→ **TASK DIRECTIONS**: Set down all the entries again, word for word.

*** Block opens ***

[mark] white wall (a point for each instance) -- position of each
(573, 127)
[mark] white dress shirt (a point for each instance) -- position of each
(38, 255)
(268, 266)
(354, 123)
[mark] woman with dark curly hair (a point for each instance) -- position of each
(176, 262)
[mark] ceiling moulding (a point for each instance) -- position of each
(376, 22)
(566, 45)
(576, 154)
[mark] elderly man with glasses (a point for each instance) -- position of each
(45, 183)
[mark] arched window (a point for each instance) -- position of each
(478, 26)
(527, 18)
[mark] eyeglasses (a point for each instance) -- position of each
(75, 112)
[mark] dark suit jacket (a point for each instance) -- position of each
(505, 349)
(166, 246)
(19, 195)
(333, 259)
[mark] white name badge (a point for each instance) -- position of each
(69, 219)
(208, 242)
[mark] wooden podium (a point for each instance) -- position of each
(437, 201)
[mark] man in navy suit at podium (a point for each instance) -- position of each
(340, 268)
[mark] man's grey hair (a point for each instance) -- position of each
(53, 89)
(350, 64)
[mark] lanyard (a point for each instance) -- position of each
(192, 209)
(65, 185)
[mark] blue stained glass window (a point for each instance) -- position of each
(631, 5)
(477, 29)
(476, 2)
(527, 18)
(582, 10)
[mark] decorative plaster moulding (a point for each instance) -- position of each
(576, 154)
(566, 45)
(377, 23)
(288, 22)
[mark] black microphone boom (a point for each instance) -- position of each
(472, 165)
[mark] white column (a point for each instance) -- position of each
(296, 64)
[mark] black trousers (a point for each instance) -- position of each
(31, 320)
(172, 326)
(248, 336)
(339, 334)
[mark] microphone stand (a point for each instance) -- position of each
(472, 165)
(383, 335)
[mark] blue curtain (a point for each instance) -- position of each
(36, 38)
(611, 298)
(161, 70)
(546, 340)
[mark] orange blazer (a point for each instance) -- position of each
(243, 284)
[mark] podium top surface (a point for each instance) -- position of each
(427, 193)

*** Block closes ***

→ **COMPLETED EXERCISE**:
[mark] white wall (a point for each instance) -- position of each
(573, 127)
[mark] white dress shirt (a point for each instance) -- position of each
(38, 255)
(268, 266)
(354, 123)
[mark] woman with dark curly hair (a point for each instance) -- position of each
(176, 262)
[mark] ceiling moulding (a point for each instance) -- position of each
(376, 22)
(566, 45)
(576, 154)
[mark] elderly man with glasses (a point for each instance) -- position of each
(45, 183)
[mark] arched window (a point for each instance) -- position of each
(478, 26)
(527, 18)
[mark] eyeglasses (a point for each instance) -- position of each
(75, 112)
[mark] dark suit jacket (a point for each instance) -- position of each
(505, 349)
(166, 246)
(19, 195)
(333, 259)
[mark] white name badge (a point for each instance) -- position of each
(69, 219)
(208, 242)
[mark] wooden podium (a point for each instance) -- position of each
(437, 201)
[mark] man in navy suit at podium (a point for each instance) -- position of each
(340, 268)
[mark] man's grey hair (a point for each instance) -- position of each
(53, 89)
(350, 64)
[mark] lanyard (a point for each instance) -- position of each
(192, 209)
(65, 185)
[mark] blue stained glass window (a point for each instance) -- position of each
(631, 5)
(477, 29)
(476, 2)
(527, 18)
(582, 10)
[mark] decorative plaster moulding (a point for each instance) -- position of each
(576, 154)
(566, 45)
(377, 23)
(288, 22)
[mark] black microphone boom (a point for each instance) -- position of each
(472, 165)
[mark] white column (a point for each instance) -- position of each
(296, 64)
[mark] black trousers (a point for each instance) -- position of each
(31, 320)
(172, 326)
(248, 336)
(339, 334)
[mark] microphone stand (a point for each instance) -- position of each
(472, 165)
(383, 335)
[mark] blue curtain (a point for each instance) -- position of each
(36, 38)
(611, 298)
(161, 70)
(546, 340)
[mark] orange blazer (a point for each instance) -- position of each
(243, 284)
[mark] podium top surface (a point for each instance) -- position of each
(427, 193)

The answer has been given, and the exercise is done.